Give back an exact copy of the entries beneath, minus the pictures.

■ **Source records**:

------------------------------

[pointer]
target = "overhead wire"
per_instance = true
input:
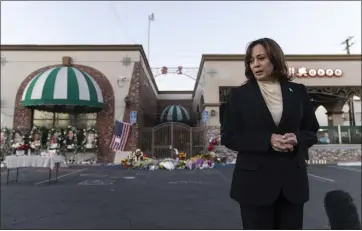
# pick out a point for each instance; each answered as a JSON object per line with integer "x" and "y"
{"x": 120, "y": 22}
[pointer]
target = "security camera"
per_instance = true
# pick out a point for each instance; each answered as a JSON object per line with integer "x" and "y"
{"x": 121, "y": 80}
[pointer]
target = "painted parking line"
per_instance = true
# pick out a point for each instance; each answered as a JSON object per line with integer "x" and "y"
{"x": 61, "y": 176}
{"x": 321, "y": 178}
{"x": 346, "y": 168}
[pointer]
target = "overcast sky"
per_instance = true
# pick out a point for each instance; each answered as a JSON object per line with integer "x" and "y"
{"x": 183, "y": 31}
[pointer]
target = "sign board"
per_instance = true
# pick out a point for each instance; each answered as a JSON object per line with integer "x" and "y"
{"x": 133, "y": 117}
{"x": 303, "y": 72}
{"x": 205, "y": 116}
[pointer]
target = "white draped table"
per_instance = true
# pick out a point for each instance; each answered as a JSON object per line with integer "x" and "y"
{"x": 16, "y": 162}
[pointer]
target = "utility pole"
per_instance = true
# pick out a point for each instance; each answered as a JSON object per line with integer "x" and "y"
{"x": 348, "y": 44}
{"x": 352, "y": 119}
{"x": 151, "y": 18}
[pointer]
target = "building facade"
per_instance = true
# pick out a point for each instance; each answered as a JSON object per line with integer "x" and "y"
{"x": 331, "y": 81}
{"x": 126, "y": 83}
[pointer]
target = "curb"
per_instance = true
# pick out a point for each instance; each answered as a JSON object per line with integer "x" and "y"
{"x": 316, "y": 162}
{"x": 349, "y": 163}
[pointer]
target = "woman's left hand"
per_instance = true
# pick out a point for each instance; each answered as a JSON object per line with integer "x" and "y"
{"x": 290, "y": 138}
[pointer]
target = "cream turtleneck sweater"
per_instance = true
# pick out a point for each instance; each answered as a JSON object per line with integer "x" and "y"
{"x": 272, "y": 95}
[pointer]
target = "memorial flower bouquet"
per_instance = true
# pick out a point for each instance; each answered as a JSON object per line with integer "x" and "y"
{"x": 90, "y": 139}
{"x": 35, "y": 139}
{"x": 182, "y": 155}
{"x": 22, "y": 146}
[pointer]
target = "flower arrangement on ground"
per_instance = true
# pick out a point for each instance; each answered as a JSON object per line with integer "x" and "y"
{"x": 35, "y": 139}
{"x": 4, "y": 143}
{"x": 55, "y": 138}
{"x": 70, "y": 139}
{"x": 90, "y": 139}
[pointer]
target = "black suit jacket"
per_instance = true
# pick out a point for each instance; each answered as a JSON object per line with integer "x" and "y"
{"x": 261, "y": 173}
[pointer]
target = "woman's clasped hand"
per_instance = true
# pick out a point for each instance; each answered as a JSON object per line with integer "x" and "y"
{"x": 283, "y": 143}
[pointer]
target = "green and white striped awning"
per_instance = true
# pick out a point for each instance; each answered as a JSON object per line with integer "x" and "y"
{"x": 174, "y": 113}
{"x": 63, "y": 89}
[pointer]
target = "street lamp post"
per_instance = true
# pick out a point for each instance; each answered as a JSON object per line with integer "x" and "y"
{"x": 150, "y": 19}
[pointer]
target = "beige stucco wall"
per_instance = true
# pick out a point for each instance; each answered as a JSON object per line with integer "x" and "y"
{"x": 22, "y": 63}
{"x": 231, "y": 73}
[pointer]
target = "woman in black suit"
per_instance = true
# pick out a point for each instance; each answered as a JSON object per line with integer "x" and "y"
{"x": 270, "y": 122}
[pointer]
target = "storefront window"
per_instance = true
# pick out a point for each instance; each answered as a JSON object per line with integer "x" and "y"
{"x": 62, "y": 120}
{"x": 221, "y": 114}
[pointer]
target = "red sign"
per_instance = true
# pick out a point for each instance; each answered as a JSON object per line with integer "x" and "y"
{"x": 179, "y": 70}
{"x": 304, "y": 72}
{"x": 164, "y": 70}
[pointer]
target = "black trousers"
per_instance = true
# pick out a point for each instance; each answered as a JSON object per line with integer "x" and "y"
{"x": 280, "y": 215}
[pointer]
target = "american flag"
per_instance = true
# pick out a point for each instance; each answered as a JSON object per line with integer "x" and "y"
{"x": 121, "y": 131}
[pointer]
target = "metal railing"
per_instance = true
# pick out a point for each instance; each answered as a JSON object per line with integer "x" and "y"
{"x": 340, "y": 134}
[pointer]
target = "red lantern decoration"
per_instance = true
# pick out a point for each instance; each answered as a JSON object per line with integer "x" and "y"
{"x": 164, "y": 70}
{"x": 179, "y": 70}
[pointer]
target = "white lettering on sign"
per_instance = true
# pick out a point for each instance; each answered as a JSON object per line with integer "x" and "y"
{"x": 304, "y": 72}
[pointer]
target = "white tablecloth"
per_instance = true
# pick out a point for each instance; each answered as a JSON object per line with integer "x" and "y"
{"x": 33, "y": 161}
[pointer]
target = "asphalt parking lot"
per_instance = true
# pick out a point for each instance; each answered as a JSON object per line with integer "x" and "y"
{"x": 93, "y": 197}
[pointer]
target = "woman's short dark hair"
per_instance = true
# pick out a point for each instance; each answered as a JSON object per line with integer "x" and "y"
{"x": 275, "y": 54}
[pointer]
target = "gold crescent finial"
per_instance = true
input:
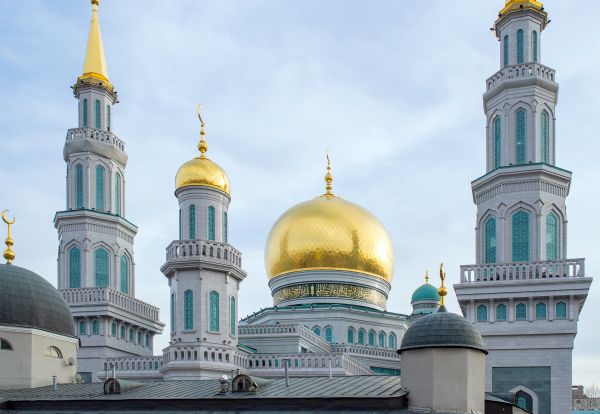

------------------------------

■ **Written answer**:
[pointer]
target = "overhead wire"
per_instance = true
input:
# pick out a point for each instance; each answered as a JSON object per line with integer "x" and "y"
{"x": 120, "y": 22}
[pointer]
target = "security camera"
per_instance = true
# pick out a point for each instance; each answered as a JSON object per line with integer "x" and "y"
{"x": 121, "y": 80}
[pointer]
target = "painted parking line"
per_instance = true
# pick out a point for each instance; each answered as a JSON object per line with integer "x" and "y"
{"x": 61, "y": 176}
{"x": 321, "y": 178}
{"x": 346, "y": 168}
[pointer]
target = "overcast sky"
per_instance = true
# pick out a point for each instance; each answered as a JSON object per line with integer "x" and "y"
{"x": 183, "y": 31}
[pointer]
target = "sign board"
per_instance = true
# pick out a point for each instance; each answered as a JSON object per line with integer "x" and "y"
{"x": 133, "y": 117}
{"x": 303, "y": 72}
{"x": 205, "y": 116}
[pointer]
target = "white draped table"
per_instance = true
# pick out a point for each instance; each answered as a JSON object per line with integer "x" and "y"
{"x": 16, "y": 162}
[pointer]
target = "utility pole"
per_instance = true
# pick out a point for each instance; each answered as a JSON object per line with integer "x" and "y"
{"x": 348, "y": 44}
{"x": 352, "y": 119}
{"x": 151, "y": 18}
[pointer]
target = "building facade"
per_instance = true
# pick out a point for each instance; each answered as a JSON object per line with integer "x" and "y"
{"x": 331, "y": 81}
{"x": 126, "y": 83}
[pointer]
target = "curb"
per_instance = true
# pick out a point for each instance; each answered as a JSON object per line with integer "x" and "y"
{"x": 316, "y": 162}
{"x": 349, "y": 163}
[pointer]
target = "woman's left hand"
per_instance = true
# pick out a point for each instance; each answered as a JSON object per line with integer "x" and "y"
{"x": 290, "y": 138}
[pointer]
target = "cream turtleneck sweater"
per_instance = true
# pick out a point for each instance; each answered as a JSON object per line with integer "x" and "y"
{"x": 272, "y": 95}
[pointer]
target = "memorial flower bouquet"
per_instance = true
# pick out a point for each instance; each answered as a JSON object per line with integer "x" and "y"
{"x": 90, "y": 139}
{"x": 35, "y": 139}
{"x": 182, "y": 155}
{"x": 22, "y": 146}
[pointer]
target = "flower arrangement on ground"
per_instance = true
# pick out a point for each instance; each answered as a JSON object per line with integer "x" and "y"
{"x": 35, "y": 139}
{"x": 4, "y": 143}
{"x": 55, "y": 138}
{"x": 70, "y": 139}
{"x": 90, "y": 139}
[pointer]
target = "black suit jacket"
per_instance = true
# pick out a point for each instance; each answered as a JSON object per line with integer "x" and "y"
{"x": 261, "y": 173}
[pointer]
target = "woman's clasped hand"
per_instance = true
# pick out a point for each instance; each answered as a JSON object per line with integer "x" and "y"
{"x": 283, "y": 143}
[pointer]
target = "green and white striped awning"
per_instance = true
# pick out a point for each instance; each answered as a JSON object per line with integer "x" and "y"
{"x": 174, "y": 113}
{"x": 63, "y": 89}
[pointer]
target = "street lamp post"
per_instance = true
# pick out a point for each instance; each answered as a JSON object per line with integer "x" and "y"
{"x": 150, "y": 19}
[pointer]
target = "beige stucco wall"
per_instance = true
# pick out a point for each instance; each answered as a JSON object per line with integer "x" and "y"
{"x": 22, "y": 63}
{"x": 231, "y": 73}
[pointer]
target = "woman in black suit"
per_instance = true
# pick out a point for each instance; each answered as a JSON object per line with integer "x" and "y"
{"x": 270, "y": 122}
[pointer]
target = "storefront window"
per_instance = true
# pick out a point for each instance; each answered as a JSON object per line with integer "x" and "y"
{"x": 62, "y": 120}
{"x": 221, "y": 114}
[pointer]
target = "red sign"
per_instance = true
# pick out a point for each instance; each answered as a JSON object per line with integer "x" and "y"
{"x": 179, "y": 70}
{"x": 304, "y": 72}
{"x": 164, "y": 70}
[pointer]
target = "black trousers"
per_instance = true
# pick out a point for each instance; each answered as a JSON object per line with integer "x" and "y"
{"x": 280, "y": 215}
[pointer]
target = "american flag"
per_instance = true
# pick out a point for each instance; each answered as a JSON object per line with integer "x" and "y"
{"x": 121, "y": 131}
[pointer]
target = "metal railing"
per_instance = true
# pick out a point for each instance; each answered as a JSON object per line with integer "x" and "y"
{"x": 340, "y": 134}
[pointer]
target = "red lantern decoration"
per_instance = true
# pick out a point for each instance; each answered as a JSON object per line with integer "x" and "y"
{"x": 164, "y": 70}
{"x": 179, "y": 70}
[pointer]
target = "white lettering on sign"
per_instance = true
# pick out a point for each instance; each answered as a JSON object per line with integer "x" and "y"
{"x": 304, "y": 72}
[pointer]
target = "white tablecloth"
per_instance = true
# pick out a point for each instance; each answered as a JSON object per line with integer "x" and "y"
{"x": 33, "y": 161}
[pointer]
target = "asphalt parking lot"
per_instance = true
# pick out a point for each instance; each answered as a JSON object per line with integer "x" and "y"
{"x": 93, "y": 197}
[pointer]
target = "woman's short dark hair"
per_instance = true
# pick out a point for each instance; each answered as a JSON object per line with integer "x" and "y"
{"x": 275, "y": 54}
[pointer]
target = "gold crescent finial"
per_instance = true
input:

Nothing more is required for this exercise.